▸ Request: Put the lines of the records below, starting at the line containing "signboard visible. Provide a box for each." and ending at the line containing "[244,191,272,202]", into a JSON list of strings with one string per line, leaving out any blank lines.

▸ Data supplied:
--

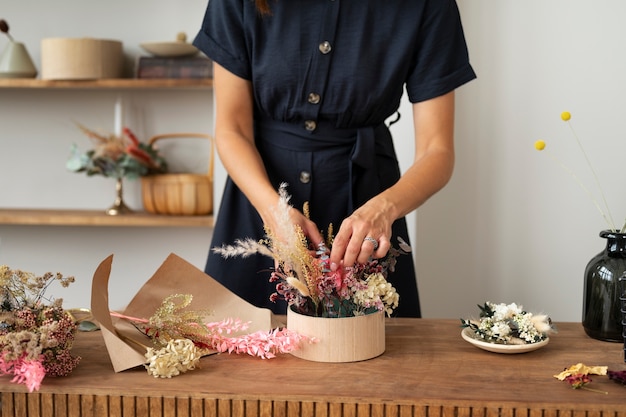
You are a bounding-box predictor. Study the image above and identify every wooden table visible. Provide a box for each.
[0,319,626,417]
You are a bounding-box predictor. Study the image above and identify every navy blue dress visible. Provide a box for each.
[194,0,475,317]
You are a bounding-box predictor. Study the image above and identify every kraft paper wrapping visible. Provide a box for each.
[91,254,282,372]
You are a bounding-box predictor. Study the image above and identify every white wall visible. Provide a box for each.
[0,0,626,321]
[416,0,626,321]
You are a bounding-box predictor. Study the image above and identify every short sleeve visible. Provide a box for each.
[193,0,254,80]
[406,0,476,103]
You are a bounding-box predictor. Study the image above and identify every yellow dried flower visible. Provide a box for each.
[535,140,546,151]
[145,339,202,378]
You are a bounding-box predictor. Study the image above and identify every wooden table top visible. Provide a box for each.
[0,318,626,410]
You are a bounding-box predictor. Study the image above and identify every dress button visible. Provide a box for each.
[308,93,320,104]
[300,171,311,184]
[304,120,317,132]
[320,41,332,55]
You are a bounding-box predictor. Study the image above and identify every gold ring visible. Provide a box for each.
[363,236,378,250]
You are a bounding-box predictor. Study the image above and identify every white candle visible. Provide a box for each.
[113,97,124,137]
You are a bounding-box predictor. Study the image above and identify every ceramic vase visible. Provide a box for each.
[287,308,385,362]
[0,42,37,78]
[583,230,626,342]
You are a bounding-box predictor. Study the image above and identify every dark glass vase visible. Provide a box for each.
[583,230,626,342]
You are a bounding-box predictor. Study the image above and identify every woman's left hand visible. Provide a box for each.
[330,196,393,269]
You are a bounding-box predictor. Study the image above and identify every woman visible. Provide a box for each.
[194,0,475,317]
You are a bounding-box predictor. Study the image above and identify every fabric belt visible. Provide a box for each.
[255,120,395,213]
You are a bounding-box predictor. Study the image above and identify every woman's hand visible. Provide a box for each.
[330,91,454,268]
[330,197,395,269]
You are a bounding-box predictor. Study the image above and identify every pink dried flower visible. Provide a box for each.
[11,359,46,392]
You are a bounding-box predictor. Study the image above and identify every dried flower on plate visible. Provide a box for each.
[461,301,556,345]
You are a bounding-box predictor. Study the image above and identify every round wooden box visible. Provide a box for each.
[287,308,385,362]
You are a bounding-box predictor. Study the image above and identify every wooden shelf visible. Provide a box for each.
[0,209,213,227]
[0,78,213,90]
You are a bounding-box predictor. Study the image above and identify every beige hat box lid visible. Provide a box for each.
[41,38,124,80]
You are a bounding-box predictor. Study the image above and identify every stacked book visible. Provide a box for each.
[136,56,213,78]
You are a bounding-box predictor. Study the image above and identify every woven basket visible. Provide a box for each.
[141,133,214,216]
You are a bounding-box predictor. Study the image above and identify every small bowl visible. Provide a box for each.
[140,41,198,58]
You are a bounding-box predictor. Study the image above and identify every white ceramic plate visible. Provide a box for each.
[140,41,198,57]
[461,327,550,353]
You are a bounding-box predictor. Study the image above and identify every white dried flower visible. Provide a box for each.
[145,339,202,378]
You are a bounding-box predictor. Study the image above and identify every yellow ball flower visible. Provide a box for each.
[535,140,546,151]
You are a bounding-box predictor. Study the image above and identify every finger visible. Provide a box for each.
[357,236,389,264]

--

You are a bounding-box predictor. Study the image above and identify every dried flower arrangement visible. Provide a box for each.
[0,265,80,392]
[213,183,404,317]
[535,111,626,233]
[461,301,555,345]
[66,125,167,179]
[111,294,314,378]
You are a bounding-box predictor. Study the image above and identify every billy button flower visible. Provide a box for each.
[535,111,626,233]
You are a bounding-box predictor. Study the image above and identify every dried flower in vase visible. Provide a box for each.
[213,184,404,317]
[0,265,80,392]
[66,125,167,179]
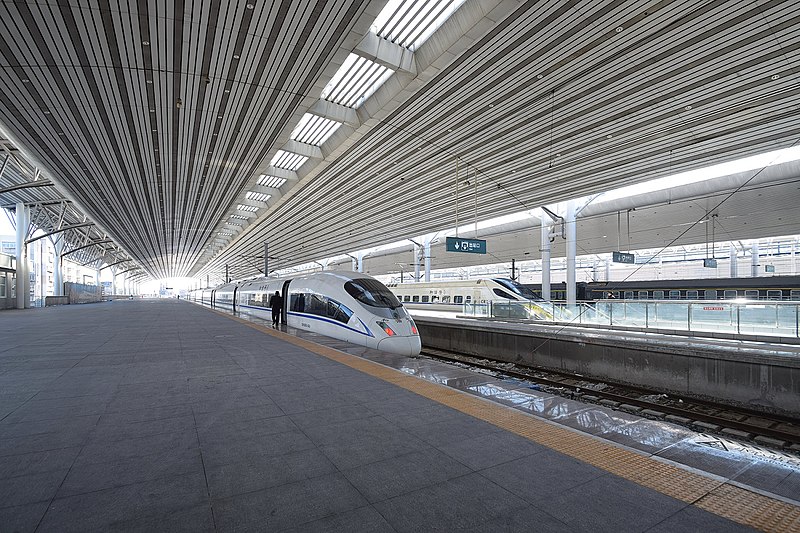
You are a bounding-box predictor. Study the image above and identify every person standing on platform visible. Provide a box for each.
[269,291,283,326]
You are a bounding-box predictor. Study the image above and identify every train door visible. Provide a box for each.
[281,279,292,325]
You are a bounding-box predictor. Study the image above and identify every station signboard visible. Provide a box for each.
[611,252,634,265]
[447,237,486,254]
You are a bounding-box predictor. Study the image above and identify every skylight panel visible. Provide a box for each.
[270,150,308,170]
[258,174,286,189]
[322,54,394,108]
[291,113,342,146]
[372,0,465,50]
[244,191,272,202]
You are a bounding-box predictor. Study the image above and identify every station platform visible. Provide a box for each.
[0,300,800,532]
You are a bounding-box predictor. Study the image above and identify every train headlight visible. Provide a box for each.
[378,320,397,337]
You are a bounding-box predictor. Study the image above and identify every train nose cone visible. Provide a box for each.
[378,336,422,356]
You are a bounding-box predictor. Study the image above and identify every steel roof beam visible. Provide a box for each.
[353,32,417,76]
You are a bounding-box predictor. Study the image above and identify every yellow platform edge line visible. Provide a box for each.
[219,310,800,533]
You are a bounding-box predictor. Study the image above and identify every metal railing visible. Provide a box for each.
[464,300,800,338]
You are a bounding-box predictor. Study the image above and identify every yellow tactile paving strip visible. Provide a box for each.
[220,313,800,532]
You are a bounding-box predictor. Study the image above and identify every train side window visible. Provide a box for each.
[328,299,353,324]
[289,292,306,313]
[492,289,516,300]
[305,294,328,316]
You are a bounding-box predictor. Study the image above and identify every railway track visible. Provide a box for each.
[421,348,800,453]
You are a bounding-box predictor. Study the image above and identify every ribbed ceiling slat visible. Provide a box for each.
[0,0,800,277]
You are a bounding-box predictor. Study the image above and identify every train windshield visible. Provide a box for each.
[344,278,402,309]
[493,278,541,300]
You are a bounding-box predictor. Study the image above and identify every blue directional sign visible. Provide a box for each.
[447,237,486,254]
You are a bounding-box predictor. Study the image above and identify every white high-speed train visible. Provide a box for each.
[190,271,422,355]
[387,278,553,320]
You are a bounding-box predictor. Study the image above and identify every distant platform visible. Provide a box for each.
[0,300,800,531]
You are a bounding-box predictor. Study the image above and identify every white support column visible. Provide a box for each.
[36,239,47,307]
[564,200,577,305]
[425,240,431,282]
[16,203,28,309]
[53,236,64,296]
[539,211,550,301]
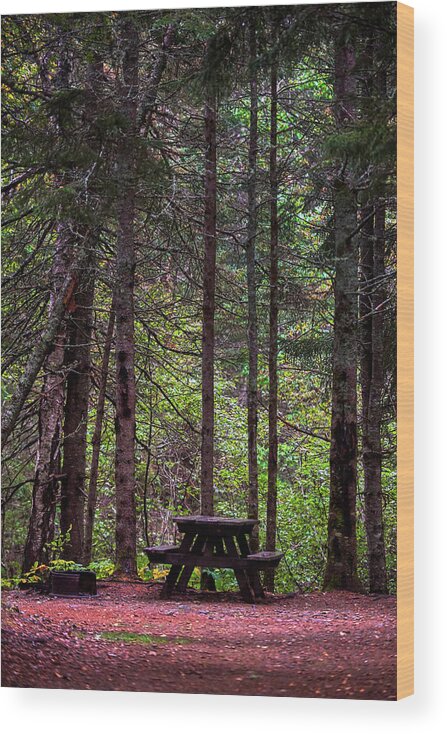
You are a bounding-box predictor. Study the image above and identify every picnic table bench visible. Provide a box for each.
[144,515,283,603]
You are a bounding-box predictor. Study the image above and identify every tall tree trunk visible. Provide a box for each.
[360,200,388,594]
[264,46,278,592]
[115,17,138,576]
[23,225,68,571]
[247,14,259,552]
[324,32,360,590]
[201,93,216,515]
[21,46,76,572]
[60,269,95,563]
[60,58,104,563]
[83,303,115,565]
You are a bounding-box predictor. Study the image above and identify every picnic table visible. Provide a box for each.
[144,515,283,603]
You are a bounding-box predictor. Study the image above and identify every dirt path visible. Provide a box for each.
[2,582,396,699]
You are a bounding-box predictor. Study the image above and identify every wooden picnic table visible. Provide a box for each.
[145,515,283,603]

--

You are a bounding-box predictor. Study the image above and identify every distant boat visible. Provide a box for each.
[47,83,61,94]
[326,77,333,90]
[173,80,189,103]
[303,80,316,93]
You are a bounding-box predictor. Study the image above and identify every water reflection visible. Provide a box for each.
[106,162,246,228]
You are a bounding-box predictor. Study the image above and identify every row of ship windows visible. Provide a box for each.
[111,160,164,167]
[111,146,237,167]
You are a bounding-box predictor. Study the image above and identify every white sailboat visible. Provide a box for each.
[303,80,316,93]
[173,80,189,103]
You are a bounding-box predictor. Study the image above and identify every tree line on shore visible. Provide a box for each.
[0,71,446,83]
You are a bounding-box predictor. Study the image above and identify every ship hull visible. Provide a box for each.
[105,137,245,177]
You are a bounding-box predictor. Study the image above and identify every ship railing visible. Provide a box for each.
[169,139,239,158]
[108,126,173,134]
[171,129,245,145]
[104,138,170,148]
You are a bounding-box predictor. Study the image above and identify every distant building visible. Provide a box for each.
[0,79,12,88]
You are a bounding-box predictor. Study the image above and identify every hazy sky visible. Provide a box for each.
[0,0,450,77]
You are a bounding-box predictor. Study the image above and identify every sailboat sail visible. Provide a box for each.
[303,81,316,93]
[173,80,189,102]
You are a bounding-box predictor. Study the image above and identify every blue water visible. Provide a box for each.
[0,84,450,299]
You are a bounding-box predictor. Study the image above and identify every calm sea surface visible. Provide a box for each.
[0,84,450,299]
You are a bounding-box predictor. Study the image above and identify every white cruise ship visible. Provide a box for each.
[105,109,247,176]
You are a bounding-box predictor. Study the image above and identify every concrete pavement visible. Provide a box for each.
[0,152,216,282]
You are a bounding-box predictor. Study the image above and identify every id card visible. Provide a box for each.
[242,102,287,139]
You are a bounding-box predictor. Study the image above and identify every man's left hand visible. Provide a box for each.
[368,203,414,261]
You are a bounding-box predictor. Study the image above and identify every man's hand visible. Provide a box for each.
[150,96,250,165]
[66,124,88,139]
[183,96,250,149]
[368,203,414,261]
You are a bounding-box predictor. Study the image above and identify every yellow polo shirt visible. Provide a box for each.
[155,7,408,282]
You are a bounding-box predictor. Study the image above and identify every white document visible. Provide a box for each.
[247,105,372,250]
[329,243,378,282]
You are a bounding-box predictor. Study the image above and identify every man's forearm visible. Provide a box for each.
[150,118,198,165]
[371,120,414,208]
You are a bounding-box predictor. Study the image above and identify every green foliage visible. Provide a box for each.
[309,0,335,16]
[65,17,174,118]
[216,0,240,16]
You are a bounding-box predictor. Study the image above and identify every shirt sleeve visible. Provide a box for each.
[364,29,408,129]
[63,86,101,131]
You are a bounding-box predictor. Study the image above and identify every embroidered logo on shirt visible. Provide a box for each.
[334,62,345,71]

--

▸ Solution to this exercise:
[
  "You are a bounding-box predictor. Study the image above and identify every station signboard visible. Provide a box for each.",
  "[611,252,634,265]",
  "[447,237,486,254]",
  "You are a bounding-box predictor. Study the image above and identify every skylight panel visible. Provide a box for each.",
  "[270,150,308,170]",
  "[258,174,286,189]",
  "[322,54,394,108]",
  "[291,113,342,146]",
  "[372,0,465,50]",
  "[244,191,272,202]"
]